[Recorded data — start]

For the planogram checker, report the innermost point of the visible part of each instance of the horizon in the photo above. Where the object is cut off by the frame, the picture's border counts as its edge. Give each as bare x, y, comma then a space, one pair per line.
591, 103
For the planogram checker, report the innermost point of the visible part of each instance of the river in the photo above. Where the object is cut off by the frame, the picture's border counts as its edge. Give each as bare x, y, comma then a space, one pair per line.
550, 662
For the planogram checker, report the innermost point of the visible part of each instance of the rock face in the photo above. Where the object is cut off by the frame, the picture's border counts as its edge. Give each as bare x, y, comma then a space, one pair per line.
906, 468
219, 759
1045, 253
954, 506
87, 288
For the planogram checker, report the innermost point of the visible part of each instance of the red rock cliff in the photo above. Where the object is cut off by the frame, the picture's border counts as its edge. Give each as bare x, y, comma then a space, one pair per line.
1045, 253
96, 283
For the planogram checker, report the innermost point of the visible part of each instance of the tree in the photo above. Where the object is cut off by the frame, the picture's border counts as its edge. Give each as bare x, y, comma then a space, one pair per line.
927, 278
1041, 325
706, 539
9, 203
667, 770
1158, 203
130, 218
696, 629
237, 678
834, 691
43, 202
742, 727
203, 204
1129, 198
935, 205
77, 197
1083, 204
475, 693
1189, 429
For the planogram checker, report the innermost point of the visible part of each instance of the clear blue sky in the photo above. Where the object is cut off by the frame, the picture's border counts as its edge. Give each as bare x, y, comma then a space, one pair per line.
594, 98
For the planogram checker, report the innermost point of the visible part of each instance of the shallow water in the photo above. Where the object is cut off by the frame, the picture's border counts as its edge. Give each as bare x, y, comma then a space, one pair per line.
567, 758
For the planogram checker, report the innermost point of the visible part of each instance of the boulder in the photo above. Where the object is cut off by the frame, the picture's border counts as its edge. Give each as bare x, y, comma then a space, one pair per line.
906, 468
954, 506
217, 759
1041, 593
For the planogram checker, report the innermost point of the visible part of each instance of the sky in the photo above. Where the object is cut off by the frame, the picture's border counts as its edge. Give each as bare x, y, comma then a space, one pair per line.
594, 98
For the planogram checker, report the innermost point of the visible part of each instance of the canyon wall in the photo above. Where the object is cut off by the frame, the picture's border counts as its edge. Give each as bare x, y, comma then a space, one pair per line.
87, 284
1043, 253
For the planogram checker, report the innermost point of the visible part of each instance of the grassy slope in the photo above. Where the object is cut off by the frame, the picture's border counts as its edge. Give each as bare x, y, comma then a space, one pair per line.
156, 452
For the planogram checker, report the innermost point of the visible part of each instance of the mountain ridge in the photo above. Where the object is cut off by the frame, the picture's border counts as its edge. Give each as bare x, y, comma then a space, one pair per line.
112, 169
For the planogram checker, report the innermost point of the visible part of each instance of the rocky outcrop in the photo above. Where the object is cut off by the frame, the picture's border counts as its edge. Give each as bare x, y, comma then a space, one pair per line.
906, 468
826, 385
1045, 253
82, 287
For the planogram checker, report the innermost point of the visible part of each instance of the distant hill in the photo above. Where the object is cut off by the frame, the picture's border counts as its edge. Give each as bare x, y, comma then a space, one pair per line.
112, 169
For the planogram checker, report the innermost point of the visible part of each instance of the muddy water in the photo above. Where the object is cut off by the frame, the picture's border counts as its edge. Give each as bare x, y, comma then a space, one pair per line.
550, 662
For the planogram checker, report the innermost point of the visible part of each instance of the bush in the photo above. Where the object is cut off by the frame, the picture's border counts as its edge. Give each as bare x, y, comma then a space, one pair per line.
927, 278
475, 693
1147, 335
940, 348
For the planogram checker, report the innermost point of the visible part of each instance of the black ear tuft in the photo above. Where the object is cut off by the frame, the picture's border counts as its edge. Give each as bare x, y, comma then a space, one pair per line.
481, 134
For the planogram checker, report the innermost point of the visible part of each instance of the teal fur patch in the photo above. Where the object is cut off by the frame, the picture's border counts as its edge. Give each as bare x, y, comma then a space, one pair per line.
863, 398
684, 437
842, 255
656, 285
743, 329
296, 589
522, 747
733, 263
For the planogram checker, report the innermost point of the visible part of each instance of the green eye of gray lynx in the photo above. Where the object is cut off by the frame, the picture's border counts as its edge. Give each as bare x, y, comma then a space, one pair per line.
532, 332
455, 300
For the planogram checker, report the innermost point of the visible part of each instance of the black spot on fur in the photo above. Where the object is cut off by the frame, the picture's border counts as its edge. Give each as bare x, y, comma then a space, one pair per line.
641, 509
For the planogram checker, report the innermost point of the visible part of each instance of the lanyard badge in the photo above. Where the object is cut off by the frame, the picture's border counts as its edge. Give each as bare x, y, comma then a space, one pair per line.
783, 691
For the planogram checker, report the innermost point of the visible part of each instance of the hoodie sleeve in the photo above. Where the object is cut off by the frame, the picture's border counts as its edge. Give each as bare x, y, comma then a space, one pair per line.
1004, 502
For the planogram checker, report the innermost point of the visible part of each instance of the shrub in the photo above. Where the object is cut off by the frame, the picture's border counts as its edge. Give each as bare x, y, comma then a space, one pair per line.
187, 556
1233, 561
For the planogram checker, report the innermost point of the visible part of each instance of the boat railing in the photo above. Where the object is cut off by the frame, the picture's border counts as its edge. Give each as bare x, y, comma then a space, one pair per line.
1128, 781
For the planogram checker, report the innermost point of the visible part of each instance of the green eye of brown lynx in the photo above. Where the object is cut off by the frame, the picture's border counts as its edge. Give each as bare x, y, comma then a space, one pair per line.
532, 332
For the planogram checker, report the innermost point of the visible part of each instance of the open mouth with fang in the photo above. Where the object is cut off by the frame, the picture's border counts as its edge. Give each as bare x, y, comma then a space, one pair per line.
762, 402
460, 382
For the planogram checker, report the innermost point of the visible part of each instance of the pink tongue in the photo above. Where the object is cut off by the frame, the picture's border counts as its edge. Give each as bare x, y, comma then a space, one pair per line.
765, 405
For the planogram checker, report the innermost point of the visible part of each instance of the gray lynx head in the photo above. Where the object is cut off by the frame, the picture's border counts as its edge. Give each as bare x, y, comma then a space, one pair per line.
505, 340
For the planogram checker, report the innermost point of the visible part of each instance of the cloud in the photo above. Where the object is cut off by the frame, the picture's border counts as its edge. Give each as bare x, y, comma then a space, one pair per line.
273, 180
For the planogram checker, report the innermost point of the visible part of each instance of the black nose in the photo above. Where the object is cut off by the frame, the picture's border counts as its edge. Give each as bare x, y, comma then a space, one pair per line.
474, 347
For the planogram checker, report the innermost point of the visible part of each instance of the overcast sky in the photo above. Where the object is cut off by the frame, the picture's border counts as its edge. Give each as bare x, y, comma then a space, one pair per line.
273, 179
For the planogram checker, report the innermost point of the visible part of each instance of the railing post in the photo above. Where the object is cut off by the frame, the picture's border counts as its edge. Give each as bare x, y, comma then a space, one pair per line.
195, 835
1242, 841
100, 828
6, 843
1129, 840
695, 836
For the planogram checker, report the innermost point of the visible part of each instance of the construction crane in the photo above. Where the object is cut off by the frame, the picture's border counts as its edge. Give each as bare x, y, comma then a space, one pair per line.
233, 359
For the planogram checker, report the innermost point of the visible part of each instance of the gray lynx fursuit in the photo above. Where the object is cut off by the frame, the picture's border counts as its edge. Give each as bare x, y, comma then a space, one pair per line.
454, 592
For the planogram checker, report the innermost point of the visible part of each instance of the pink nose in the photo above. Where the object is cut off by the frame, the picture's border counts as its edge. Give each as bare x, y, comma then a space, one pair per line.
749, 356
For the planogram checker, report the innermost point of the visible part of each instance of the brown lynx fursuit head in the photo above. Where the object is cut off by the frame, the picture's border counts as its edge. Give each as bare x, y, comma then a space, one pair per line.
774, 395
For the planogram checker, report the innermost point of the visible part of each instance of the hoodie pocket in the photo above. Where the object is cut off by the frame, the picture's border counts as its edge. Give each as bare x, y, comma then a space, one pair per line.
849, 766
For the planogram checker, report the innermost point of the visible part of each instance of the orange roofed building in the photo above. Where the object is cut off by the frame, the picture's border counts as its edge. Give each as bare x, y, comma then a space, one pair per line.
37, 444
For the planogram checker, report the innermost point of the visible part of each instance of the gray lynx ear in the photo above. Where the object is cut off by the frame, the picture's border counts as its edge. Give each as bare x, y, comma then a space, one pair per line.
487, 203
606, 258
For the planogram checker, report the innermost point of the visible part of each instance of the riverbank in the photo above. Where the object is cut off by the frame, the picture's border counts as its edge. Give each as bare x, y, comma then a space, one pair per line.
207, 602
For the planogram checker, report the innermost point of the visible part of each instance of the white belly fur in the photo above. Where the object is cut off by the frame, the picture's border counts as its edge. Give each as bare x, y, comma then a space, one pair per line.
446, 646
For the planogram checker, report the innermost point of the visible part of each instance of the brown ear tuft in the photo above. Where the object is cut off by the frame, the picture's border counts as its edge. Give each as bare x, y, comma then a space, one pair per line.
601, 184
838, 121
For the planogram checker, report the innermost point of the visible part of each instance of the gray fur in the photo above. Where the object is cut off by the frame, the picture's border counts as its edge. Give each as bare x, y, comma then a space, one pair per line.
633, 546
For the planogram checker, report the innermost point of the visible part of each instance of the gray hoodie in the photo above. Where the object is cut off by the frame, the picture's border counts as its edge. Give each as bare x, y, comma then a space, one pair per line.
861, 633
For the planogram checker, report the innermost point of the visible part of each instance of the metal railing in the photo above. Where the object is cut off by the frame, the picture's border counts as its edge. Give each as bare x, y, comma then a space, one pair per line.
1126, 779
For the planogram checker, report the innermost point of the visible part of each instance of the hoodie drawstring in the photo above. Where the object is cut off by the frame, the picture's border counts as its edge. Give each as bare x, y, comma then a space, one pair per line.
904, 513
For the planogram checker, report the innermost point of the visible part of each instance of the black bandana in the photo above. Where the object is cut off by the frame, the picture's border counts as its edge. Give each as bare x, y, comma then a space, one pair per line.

[Recorded data — finish]

■ Task item: Output the lines from the one with "of the white" to the final line of the entries above, exactly as they stand, please, and nothing else.

■ Solution to the problem:
For the planogram checker, report the innermost point of the visible part of each instance of the white belly fur in the photo above. Where the object is cut off by the frame, the picture's border counts as its edge. Give each as bare x, y, comma then a space, one pair per line.
446, 646
For the planogram checker, report the innermost point of the visible part of each instance of the brown ear tuft in the photo above. Where the object is cut off by the frame, the picture's border counts as its edge. Give each as bare x, y, comma then a space, one pair per line.
601, 184
838, 121
For the planogram checker, report the innermost point of the visible part of each instance of the gray fur in the photo above. Where the object is cut off by the frame, the picture's border counts as its edge. Give each as bare x, y, comma then a space, one pair per line.
633, 546
For the planogram checker, report the innermost point of the visible part of each instance of the gray hoodie in the photo above. Where the object is cut off by the frame, the picture's border counts as its edge. Give each as bare x, y, comma then a space, one pair per line.
861, 633
For the planogram checker, report the innermost point of the visible part of each instance of the metal railing in the photo above. Where the object is cut off by the frame, the picture's border counts as its edge. Give each as bare x, y, comma then a space, one pair per line.
1126, 779
For the planogram checker, report the innermost point of the visible part of each instance of the hoodie drawstring in the photo above. Where the object is cut off by the frame, the picture's border counts as its edge. Give each as bare x, y, comma then a space, one pair per line.
904, 513
For the planogram checker, report the innermost point of the visible part of each instance of the black bandana in the photo above. Where the object is cut off by the frame, the picture's border counts as its edge. Give each as bare x, y, comma then a space, one pair per line.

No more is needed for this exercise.